--- Begin Given passage ---

Sunday, October 3, 2010

Performance Anxiety

How do you feel about performance? Many people have performance anxiety. Some studies put it as the number one fear of Americans. I remember seeing one of the last competitions one of my coaches did and the absolute fear and horror on his face. I personally never really had a problem with it, I’m kind of a ham. It wasn’t until I had a couple of students that had a big fear of performance that I started researching it a bit more. What is it? Why do people have it? What can you do about it?

I often try to find someone who has dealt with this issue before to learn from. Who deals with this the best? Dancers and dance teachers as a whole tend to ignore the situation. Although this has some merit in that by shrugging it off, as if it’s no big deal, that people will just relax about it. But that doesn’t work. Actors deal with performance anxiety the most, they’ve done the most research about it, they’re written about it the most, they talk about it the most. I remember reading an actress’s account of starting to learn to dance, and she was amazed at the total lack of dealing with the issue. That dancer’s just tried to ignore the problem.

What can we learn from theater? What makes it different?

Teaching Focus

When I first started taking acting lessons, it was a shock as to the completely different focus they had from dance lessons. In dance lessons there is perhaps an over concern and value placed on technique. And on a very extreme end taught very much in a right wrong perspective on technique. In acting classes the focus is on a different set of things. It’s on the individuality of the person, and on feedback, positive feedback about how the person is presenting themselves.

--- End Given passage ---

Objectives.
**a.** Reproduce the portion of the performance anxiety post starting with "How do you feel" and going on through "do about it?".
**b.** In the performance anxiety post, which group is said to have done the most research on performance anxiety?
The items are separate material, unrelated to the performance anxiety post.

--- Begin Data supplied ---

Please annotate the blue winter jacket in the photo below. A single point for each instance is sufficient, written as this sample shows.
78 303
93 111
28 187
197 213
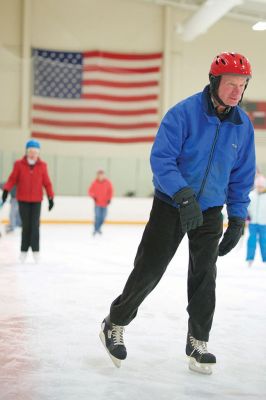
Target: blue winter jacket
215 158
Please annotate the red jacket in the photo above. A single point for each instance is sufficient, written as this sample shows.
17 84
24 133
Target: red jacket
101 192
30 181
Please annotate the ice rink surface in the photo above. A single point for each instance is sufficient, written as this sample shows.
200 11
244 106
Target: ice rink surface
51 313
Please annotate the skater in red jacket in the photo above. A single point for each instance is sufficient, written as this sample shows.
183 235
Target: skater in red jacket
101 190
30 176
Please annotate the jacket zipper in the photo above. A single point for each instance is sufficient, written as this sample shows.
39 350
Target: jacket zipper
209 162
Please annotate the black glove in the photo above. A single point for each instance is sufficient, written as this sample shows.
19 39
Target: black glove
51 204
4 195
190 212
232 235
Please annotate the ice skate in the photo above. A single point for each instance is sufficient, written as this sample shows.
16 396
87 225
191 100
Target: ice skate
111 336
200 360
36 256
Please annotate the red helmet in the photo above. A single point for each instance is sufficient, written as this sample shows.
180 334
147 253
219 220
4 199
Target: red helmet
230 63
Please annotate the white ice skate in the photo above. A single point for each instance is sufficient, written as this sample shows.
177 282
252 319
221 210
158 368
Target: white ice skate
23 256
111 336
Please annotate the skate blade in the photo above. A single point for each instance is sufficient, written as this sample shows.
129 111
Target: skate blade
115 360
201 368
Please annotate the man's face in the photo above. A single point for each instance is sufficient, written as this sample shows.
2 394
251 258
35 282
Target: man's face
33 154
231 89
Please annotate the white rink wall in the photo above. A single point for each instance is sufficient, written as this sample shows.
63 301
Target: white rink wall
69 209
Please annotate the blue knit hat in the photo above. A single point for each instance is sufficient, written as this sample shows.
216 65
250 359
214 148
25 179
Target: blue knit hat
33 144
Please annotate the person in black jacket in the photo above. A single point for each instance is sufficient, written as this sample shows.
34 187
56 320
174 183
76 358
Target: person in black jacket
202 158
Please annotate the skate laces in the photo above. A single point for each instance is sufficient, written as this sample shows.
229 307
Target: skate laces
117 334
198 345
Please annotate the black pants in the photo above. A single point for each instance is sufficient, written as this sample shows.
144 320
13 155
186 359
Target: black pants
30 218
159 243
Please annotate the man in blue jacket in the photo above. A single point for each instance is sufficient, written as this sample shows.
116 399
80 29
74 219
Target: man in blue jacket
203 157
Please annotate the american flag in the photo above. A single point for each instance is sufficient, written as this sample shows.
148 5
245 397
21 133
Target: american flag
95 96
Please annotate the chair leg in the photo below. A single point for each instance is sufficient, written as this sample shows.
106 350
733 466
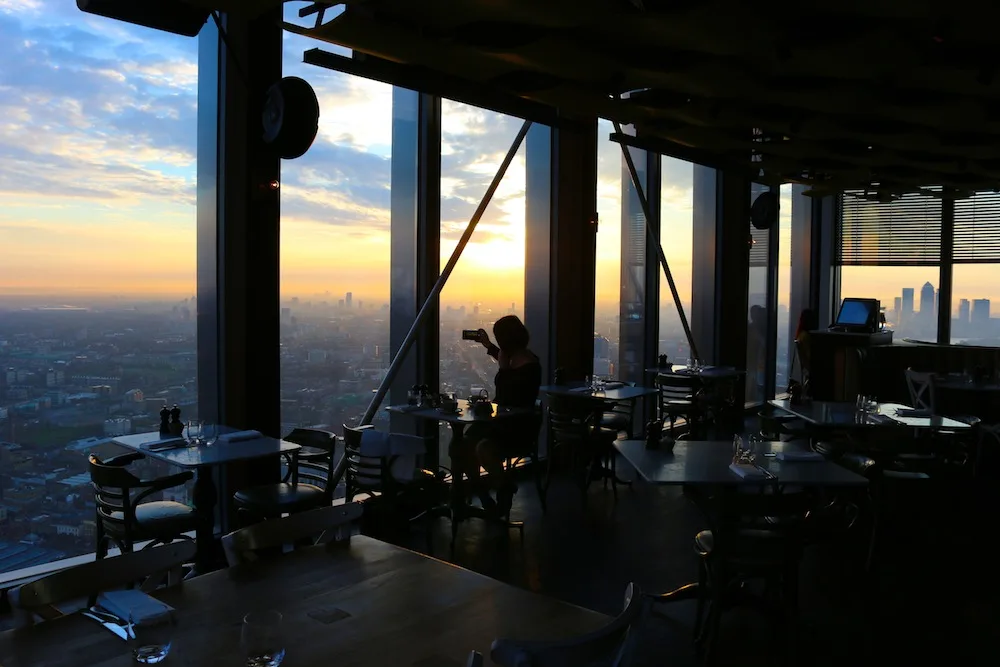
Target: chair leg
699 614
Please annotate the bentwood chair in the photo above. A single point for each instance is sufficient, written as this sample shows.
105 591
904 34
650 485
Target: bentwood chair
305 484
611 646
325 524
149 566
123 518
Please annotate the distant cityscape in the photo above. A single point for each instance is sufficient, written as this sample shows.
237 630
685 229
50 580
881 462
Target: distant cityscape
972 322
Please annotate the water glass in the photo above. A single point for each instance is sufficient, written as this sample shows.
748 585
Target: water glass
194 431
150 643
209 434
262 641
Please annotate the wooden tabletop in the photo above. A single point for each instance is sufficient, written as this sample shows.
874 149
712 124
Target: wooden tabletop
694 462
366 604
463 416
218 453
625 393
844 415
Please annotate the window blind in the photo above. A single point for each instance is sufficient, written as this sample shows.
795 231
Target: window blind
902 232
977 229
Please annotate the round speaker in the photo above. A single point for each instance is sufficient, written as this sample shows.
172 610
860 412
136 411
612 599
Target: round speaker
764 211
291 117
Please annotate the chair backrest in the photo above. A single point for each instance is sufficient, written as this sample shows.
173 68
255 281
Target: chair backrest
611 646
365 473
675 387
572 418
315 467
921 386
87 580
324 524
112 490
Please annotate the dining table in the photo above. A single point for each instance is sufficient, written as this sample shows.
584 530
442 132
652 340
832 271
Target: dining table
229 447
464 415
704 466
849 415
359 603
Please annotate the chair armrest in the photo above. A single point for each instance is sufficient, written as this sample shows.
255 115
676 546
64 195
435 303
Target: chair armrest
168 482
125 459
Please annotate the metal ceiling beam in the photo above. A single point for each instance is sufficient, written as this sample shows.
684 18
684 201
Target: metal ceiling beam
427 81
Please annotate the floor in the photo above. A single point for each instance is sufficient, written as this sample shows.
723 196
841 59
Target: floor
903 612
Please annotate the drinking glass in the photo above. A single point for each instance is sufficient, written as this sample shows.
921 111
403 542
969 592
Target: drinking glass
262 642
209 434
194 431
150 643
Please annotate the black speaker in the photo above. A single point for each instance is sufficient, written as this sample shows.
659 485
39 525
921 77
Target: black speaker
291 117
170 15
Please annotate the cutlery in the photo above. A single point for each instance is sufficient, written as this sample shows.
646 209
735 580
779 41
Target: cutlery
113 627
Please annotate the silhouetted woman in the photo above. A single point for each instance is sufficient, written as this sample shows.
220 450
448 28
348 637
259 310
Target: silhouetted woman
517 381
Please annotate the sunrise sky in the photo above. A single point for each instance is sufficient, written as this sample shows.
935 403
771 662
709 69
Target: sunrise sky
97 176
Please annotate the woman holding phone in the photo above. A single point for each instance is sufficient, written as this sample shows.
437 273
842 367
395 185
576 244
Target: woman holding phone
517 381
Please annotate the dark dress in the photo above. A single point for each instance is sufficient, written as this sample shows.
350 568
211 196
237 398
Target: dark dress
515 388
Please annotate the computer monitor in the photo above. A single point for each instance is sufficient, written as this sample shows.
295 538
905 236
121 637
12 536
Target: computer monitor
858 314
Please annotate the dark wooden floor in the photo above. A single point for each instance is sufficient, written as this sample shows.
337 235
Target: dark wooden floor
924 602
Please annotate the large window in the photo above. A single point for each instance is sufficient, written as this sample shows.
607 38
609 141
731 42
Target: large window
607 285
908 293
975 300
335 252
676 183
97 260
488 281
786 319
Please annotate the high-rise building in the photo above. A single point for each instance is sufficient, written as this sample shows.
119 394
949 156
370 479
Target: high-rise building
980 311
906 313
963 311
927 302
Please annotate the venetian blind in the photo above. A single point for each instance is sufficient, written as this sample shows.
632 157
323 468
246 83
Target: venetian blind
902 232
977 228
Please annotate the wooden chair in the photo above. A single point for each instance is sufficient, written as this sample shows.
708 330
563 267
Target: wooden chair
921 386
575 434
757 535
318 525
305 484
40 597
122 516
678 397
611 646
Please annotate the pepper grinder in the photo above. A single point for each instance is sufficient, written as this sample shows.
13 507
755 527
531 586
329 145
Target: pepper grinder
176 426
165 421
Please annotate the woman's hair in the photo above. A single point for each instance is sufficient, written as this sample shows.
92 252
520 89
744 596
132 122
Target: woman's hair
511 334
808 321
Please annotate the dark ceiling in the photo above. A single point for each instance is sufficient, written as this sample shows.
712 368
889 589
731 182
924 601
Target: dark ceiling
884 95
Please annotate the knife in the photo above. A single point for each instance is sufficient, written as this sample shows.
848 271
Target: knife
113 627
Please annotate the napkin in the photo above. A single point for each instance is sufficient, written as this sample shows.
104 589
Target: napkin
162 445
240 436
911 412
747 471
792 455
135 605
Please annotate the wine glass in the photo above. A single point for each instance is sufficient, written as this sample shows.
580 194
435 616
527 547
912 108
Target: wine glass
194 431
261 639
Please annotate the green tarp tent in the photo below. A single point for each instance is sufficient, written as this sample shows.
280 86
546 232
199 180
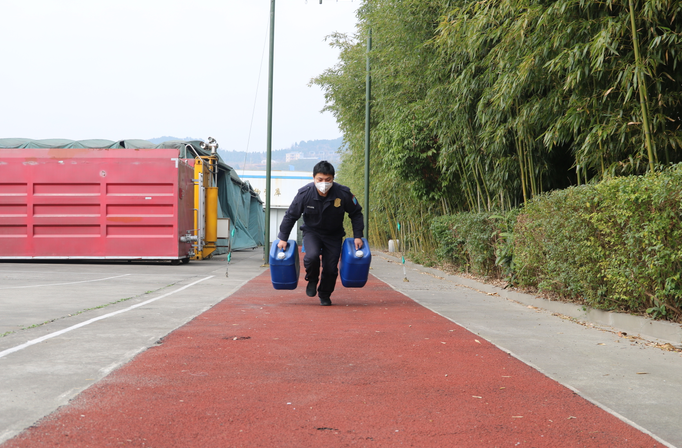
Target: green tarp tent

--- End Data supplied ---

Correct answers.
**a.**
How do you feel about performance? Many people have performance anxiety. Some studies put it as the number one fear of Americans. I remember seeing one of the last competitions one of my coaches did and the absolute fear and horror on his face. I personally never really had a problem with it, I’m kind of a ham. It wasn’t until I had a couple of students that had a big fear of performance that I started researching it a bit more. What is it? Why do people have it? What can you do about it?

**b.** Actors.